▸ WHAT IS REQUIRED
List each line of the listing below that contains the word "black". Case counts.

▸ EXTRACTED DATA

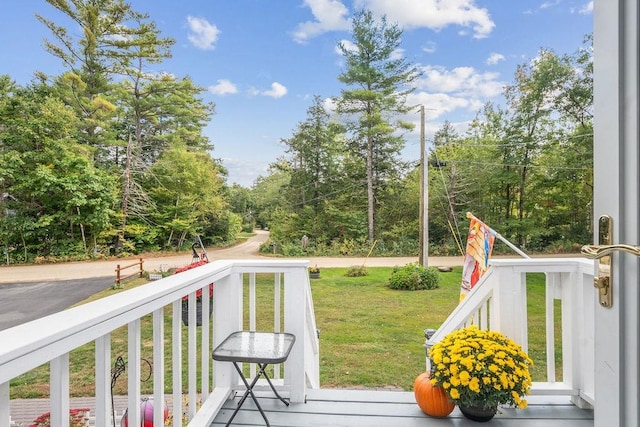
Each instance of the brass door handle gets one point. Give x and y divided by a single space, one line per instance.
603 252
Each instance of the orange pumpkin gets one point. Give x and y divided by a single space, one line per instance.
433 400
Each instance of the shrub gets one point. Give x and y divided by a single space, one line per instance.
413 277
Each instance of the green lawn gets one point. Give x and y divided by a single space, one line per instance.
371 336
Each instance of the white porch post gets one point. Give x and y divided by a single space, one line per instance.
616 164
295 288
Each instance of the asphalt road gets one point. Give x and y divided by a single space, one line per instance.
23 302
33 291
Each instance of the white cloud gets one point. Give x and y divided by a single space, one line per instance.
223 87
494 58
429 47
330 15
433 14
202 34
463 81
397 54
549 4
348 45
277 91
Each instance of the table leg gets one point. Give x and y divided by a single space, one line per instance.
262 371
248 392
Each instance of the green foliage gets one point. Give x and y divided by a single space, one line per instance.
413 277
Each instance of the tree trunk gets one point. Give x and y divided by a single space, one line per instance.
370 190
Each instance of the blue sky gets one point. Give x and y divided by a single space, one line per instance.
262 61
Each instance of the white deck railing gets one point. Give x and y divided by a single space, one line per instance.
51 340
499 302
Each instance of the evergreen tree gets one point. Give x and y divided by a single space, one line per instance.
377 82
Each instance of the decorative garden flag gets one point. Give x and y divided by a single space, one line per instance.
476 260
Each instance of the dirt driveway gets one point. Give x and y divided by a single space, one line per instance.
63 285
246 250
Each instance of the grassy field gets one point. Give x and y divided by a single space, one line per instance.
370 336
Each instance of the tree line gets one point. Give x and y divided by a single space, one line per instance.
108 157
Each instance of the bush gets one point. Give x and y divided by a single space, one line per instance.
413 277
357 271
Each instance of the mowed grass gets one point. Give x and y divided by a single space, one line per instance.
370 336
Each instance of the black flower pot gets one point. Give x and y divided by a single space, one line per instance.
185 311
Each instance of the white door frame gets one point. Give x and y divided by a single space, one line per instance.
616 165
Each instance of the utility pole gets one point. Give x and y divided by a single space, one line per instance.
424 197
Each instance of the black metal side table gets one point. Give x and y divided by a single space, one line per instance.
261 348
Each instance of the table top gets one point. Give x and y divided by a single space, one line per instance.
255 347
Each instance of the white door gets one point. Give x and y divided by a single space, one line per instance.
616 165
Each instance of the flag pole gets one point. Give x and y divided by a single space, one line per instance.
502 239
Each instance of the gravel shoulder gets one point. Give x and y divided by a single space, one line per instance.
247 250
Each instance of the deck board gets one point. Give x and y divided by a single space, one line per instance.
366 408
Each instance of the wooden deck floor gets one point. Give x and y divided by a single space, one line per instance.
360 408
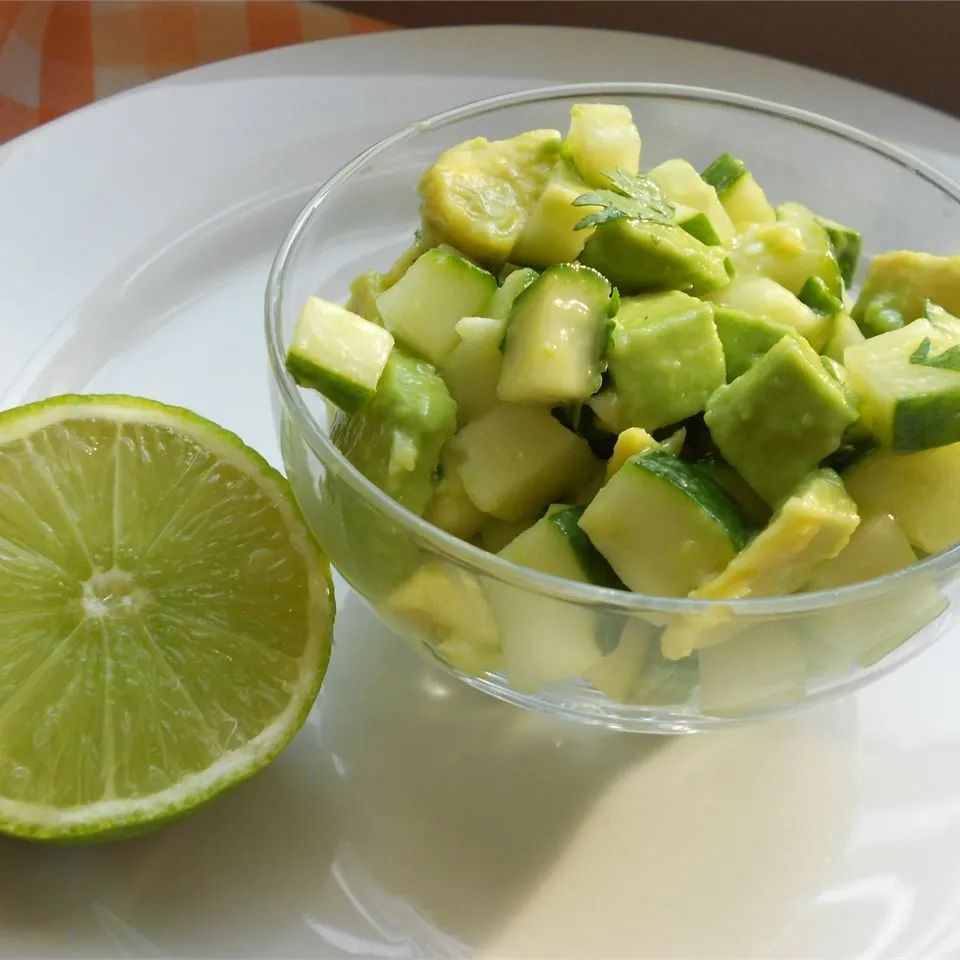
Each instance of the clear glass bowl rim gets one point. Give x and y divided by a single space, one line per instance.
474 558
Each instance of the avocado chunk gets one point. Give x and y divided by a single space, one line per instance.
639 256
746 338
478 194
899 283
778 420
665 359
602 139
396 439
908 384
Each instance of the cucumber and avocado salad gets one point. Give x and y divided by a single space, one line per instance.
655 380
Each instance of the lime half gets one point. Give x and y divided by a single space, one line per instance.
165 616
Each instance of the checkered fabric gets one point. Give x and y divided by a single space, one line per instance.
58 55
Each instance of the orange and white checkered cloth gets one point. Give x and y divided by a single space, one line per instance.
58 55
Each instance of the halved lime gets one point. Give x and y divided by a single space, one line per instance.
165 616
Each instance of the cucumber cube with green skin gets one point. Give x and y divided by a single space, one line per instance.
682 184
602 139
898 285
790 251
422 308
665 360
549 236
908 383
663 525
639 256
514 460
778 420
766 298
741 196
918 489
847 244
396 439
845 334
338 353
556 337
746 337
478 194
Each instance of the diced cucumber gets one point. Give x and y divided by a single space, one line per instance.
763 667
665 360
507 293
746 338
556 337
813 525
422 308
449 606
472 370
682 184
898 285
396 439
739 193
764 297
338 353
638 256
918 489
653 503
789 251
878 546
847 244
515 459
478 194
698 225
845 334
549 236
602 139
908 382
774 446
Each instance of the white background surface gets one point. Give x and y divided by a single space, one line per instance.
413 816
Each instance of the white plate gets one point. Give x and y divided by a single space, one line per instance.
413 816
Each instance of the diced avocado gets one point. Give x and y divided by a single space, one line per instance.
449 606
918 489
680 181
450 508
753 507
472 369
764 297
396 439
845 334
790 250
478 194
847 244
632 441
878 546
813 525
664 526
739 193
549 236
514 460
639 255
778 420
899 283
665 359
422 308
908 384
556 337
338 353
746 337
602 139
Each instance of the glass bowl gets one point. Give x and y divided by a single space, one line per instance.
594 652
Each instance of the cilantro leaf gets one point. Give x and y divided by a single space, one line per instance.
948 360
629 197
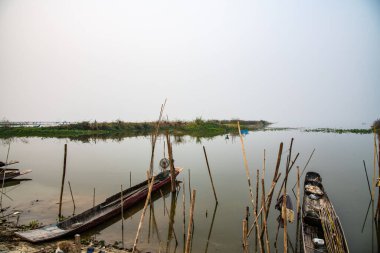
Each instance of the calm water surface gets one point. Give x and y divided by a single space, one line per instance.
106 165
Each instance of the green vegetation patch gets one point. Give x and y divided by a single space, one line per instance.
120 129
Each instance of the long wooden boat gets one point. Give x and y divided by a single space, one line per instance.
8 173
321 227
99 213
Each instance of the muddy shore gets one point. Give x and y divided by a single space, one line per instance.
9 242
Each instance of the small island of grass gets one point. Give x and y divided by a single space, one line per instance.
119 129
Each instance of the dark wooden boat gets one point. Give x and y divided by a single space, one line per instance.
8 173
99 213
2 164
321 227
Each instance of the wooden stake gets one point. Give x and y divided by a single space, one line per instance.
245 246
122 215
183 211
93 199
72 197
209 172
63 182
143 214
265 228
298 207
78 245
154 137
189 227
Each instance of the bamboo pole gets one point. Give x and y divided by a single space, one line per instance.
212 225
143 213
3 181
298 207
154 137
63 182
275 177
163 197
374 168
122 215
369 187
189 227
269 198
249 185
263 204
184 212
172 170
256 206
72 197
209 172
311 155
245 245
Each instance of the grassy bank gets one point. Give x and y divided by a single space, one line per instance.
120 129
340 131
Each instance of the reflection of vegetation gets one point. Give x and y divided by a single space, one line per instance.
118 130
340 131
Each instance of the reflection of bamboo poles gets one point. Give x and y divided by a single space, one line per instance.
212 225
190 226
154 138
3 180
163 197
143 213
122 215
263 204
184 212
72 197
171 163
209 172
331 230
62 184
298 207
249 185
269 196
245 245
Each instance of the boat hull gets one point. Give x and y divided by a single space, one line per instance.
96 215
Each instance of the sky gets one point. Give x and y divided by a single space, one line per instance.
295 63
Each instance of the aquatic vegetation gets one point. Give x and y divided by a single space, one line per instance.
339 131
121 129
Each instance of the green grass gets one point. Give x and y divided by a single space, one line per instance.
340 131
119 129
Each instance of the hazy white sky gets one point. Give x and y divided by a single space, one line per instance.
299 63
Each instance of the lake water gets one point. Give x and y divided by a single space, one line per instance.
106 165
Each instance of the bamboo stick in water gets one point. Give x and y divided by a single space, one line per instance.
143 214
190 226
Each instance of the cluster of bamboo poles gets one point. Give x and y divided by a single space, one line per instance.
331 230
261 210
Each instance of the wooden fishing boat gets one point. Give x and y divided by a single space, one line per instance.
321 227
99 213
8 173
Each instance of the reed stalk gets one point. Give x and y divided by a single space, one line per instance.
122 215
143 213
3 181
209 172
298 207
72 197
249 183
154 137
268 204
190 225
245 245
63 182
263 205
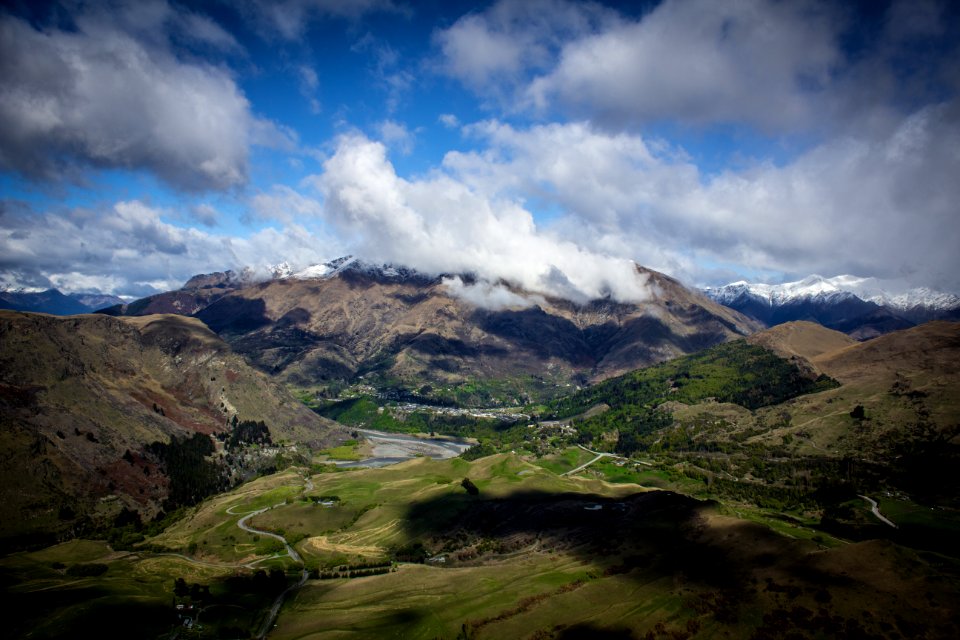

▸ CORRECT ANSWER
Each instance of the black flower pot gets one point. Give x and y divided by a single space, one line per instance.
Each instance of the black metal side table gets one point. Give x and y divided by a single space, one line per instance.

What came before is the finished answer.